Selected passage:
________

7.2.6 Files EstimSubSetn+…+m.dat

If an analysis considering a subset of traits is carried out, WOMBAT writes out a ﬁle EstimSubsetn+…+m.dat with the estimates of covariance matrices for this analysis. Writing of this ﬁle is ‘switched on’ when encountering the syntax “m”->n, specifying the trait number in the parameter ﬁle (see subsection 4.10.7). The ﬁrst two lines of EstimSubsetn+…+m.dat gives the following information :

(a): The number of traits in the subset and their names, as given in the parameter ﬁle.
(b): The corresponding trait numbers in the ‘full’ analysis.

This is followed by the covariance matrices estimated. The ﬁrst matrix given is the matrix of residual covariances, the other covariance matrices are given in the same order as speciﬁed in the parameter ﬁle.

(c)

The ﬁrst line for each covariance matrix gives the running number of the random eﬀect, the order of ﬁt and the name of the eﬀect

(d)

The following lines give the elements of covariance matrix, with one line per row.

The number of rows written is equal to the number of traits in the subset; for random eﬀects not ﬁtted for all traits, corresponding rows and columns of zeros are written out.

Finally, EstimSubsetn+…+m.dat gives some information on the data structure (not used subsequently) :

(e): The number of records for each trait
(f): The number of individuals with pairs of records
(g): The number of levels for the random eﬀects ﬁtted

7.2.7 Files PDMatrix.dat and PDBestPoint

These ﬁles give the pooled covariance matrices, obtained running WOMBAT with option --itsum.

PDMatrix.dat is meant to be readily pasted (as starting values) into the parameter ﬁle for an analysis considering all traits simultaneously. It contains the following information for each covariance matrix :

(a): A line with the qualiﬁer VAR, followed by the name of the random eﬀect and the order and rank of the covariance matrix.
(b): The elements of the upper triangle of the covariance matrix; these are written out as one element per line.

PDBestPoint has the same form as BestPoint (see subsection 7.3.3). It is meant to be copied (or renamed) to BestPoint, so that WOMBAT can be run with option --best to generate a ‘results’ ﬁle (BestSoFar) with correlations, variance ratios and eigenvalues of the pooled covariance matrices.

________

Record excerpts:
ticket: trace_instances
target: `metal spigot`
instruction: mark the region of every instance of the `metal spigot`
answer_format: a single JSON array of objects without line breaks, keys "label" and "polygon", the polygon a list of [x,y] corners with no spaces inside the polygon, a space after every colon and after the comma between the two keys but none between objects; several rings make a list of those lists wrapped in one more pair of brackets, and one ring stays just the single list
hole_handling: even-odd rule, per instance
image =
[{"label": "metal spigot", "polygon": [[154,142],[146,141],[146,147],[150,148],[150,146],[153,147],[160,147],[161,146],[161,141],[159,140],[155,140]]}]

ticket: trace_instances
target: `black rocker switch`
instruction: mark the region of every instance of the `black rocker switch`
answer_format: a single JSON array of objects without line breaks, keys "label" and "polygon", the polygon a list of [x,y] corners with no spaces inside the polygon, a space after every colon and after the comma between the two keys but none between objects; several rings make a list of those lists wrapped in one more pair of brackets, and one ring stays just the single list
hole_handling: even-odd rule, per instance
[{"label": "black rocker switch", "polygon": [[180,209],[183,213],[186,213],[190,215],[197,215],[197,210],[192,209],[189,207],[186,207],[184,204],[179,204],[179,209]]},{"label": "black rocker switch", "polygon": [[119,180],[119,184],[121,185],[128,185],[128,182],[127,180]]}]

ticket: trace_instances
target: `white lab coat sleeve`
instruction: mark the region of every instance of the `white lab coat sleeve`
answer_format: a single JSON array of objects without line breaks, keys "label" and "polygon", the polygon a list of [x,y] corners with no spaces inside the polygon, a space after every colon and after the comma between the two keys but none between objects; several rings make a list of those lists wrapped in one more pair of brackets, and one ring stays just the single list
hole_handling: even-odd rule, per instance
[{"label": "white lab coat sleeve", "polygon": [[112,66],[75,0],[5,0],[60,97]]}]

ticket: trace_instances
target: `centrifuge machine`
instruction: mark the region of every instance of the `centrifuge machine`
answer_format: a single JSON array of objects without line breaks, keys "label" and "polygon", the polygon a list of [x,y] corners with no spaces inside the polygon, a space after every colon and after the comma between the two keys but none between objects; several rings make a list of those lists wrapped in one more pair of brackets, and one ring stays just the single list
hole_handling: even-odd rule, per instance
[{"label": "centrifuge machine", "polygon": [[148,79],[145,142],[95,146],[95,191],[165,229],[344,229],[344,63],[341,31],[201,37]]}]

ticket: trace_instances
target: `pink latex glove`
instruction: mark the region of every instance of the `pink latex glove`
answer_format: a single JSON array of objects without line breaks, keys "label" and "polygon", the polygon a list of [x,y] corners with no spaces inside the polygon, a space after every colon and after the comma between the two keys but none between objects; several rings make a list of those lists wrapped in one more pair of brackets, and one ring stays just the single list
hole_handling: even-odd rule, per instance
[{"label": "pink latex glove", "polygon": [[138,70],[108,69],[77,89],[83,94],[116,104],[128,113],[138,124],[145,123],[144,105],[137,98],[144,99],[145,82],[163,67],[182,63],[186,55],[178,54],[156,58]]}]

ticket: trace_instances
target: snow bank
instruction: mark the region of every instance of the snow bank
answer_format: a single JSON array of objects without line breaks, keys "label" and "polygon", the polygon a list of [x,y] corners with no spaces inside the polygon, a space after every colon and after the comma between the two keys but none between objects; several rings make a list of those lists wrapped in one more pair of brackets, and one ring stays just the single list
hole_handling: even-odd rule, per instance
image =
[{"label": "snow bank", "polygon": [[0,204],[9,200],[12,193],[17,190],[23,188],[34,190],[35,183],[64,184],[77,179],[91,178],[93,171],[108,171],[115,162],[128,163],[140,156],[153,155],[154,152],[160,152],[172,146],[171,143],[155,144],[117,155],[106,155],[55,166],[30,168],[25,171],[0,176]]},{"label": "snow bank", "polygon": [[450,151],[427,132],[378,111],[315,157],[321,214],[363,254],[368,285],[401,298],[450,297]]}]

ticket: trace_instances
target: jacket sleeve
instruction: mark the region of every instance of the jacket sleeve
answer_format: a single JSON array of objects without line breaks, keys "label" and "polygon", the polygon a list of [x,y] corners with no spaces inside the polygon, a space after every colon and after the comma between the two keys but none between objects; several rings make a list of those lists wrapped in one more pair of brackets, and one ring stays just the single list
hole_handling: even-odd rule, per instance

________

Your instructions: Copy the passage about WOMBAT output files starting with "(a): A line" and going on through "element per line.", substituting "lower triangle" for "upper triangle". Rely only on the passage about WOMBAT output files, not on the lines.

Response to this task:
(a): A line with the qualiﬁer VAR, followed by the name of the random eﬀect and the order and rank of the covariance matrix.
(b): The elements of the lower triangle of the covariance matrix; these are written out as one element per line.